» **TEXT PROVIDED**
# # # # # # #

That's right. "Remembrance of the Daleks" takes the Doctor and his charming but oddly dressed Companion Ace back to 1963 to visit that old junkyard and school that were the main sets for the very first episode. You know, the stuff of legend? Sadly, there wasn't a lot of time spent there back in the day, just the entirety of that very first part of "The Unearthly Child", but it still kinda gave me a few chills to see it.

My first reaction to this story? "Who is that girl in the appalling clothing and why is this adorkable Doctor traveling with her?!" It's really an inner battle as to whether I like Ace. For some reason, I love her voice and the way she speaks, but it absolutely does not match the horrible way she dresses, in all that black and with her TIGHTIGHT braid that makes it seem like she has no hair and is absolutely huge. And, really, she walks around everywhere carrying the giant boom box? I understand it was the 1980's, but REALLY?! I'm beginning to get why so many people are against John Nathan-Turner.

I also gave a sigh of relief that the episode looks like late 1980's British television. There's just something about the quality and look of the film, the way things are shot... It was comforting to see it be so familiar, because I grew up watching episodes of the British sitcom Keeping Up Appearances, which lasted from 1990-1995 and has that same sort of look in the early years.

There is a remarkable military presence in this episode, and the Doctor uses some bombs that look like those now-fashionable aluminum water bottles. The whole thing struck me as very odd, so incredibly different from the Doctor of the 70's, but that's what so many people have complained about, isn't it?

THE DALEKS. They're also what made me watch this episode before any other featuring the Seventh Doctor. This is the very last appearance of the Daleks before the series went off-air, not to be seen again until 2005. AND AND AND DAVROS! Of course, the first time you see him, he's "in disguise", but anyone who knows Doctor Who knows it's Davros. What other villain has that insane voice and a Dalek rolly-chair?

# # # # # # #

» **GIVEN TASK 1**
Answer these from the Doctor Who review:
(a) To what year does the episode take the Doctor and Ace?
(b) Which British sitcom did the writer grow up watching, and what years did it run?
(c) In what year were the Daleks next seen after this appearance?
» **GIVEN TASK 2**
Name every television series or episode title mentioned in the Doctor Who review.
» **GIVEN TASK 3**
Write the next part of the Doctor Who review, picking up after its last sentence.
The entries aren't needed for any of this.

» **SUPPLIED RECORDS**
# # # # # # #

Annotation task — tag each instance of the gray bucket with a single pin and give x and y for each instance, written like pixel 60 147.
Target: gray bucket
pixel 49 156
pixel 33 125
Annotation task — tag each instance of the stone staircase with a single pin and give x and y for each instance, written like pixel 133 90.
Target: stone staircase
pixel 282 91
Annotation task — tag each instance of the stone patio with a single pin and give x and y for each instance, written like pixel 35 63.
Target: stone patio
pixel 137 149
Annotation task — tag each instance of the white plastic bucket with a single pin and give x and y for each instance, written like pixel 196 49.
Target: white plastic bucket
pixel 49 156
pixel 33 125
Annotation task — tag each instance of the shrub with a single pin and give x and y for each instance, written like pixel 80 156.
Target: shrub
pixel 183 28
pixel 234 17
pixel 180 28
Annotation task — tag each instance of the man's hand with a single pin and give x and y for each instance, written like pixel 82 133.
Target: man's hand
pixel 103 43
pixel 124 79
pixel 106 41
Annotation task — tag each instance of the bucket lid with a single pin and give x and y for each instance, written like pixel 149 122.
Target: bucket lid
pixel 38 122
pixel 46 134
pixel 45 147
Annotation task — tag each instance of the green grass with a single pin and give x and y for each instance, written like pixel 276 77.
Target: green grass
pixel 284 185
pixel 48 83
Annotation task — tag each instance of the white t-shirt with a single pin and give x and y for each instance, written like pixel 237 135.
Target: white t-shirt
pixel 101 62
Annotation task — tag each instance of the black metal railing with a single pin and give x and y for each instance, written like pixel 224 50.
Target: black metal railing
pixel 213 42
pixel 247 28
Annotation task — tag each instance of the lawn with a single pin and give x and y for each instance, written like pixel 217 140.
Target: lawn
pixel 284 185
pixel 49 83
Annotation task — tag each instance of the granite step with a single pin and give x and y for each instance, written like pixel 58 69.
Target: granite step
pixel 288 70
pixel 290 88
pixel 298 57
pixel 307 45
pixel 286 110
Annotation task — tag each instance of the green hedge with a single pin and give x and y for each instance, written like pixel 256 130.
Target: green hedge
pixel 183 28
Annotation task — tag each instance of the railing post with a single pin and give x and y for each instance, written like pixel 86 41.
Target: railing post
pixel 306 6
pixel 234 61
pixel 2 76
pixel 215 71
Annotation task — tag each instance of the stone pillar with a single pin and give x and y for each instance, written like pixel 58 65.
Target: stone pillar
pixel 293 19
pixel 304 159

# # # # # # #

» **RIGHT ANSWER 1**
(a) 1963
(b) Keeping Up Appearances, which ran from 1990 to 1995
(c) 2005

» **RIGHT ANSWER 2**
- "Remembrance of the Daleks"
- "The Unearthly Child"
- Keeping Up Appearances
- Doctor Who

» **RIGHT ANSWER 3**
I have to say the grey Daleks look incredibly shabby. Like the creature people just forgot to put the second coat of paint on them. But the gold and ivory ones make up for it in spades; they are soooo very pretty. And stairs! Thanks to some nice light blurring under their bases, the Daleks are able to conquer stairs! The world may rejoice for 2.5 seconds, and then return to wondering how the hell the First Doctor managed to drop something as important-sounding as the Hand of Omega when he was there in 1963, so important and powerful that the Daleks tracked him there to it? Really? REALLY?

I did have a giggle when the Doctor was arguing with Ground Captain Gilmore and called him Brigadier. Nice little shout-out to a character who made appearances throughout the entire series.





A Few Questions Answered (even though no one asked them)

How are you watching all these Classic Who episodes? Netflix. If you're in the US, there is no better investment of $10/month for entertainment purposes. They have possibly every Classic Who DVD currently available, and a number of them are also available for Instant Watch, which is absolute heaven if you have a Wii/Xbox 360/PS3/Blu-ray player that is part of their system. (You can also watch them on your computer, but on the TV is so much more fun.) If you're not in the US... my apologies!

Where the hell are the tags? I have no idea. I love using tags and apparently managed to pick a layout that doesn't like to show them on entries. But they are there, I swear! You can see my list of tags and navigate to entries from there, if you like.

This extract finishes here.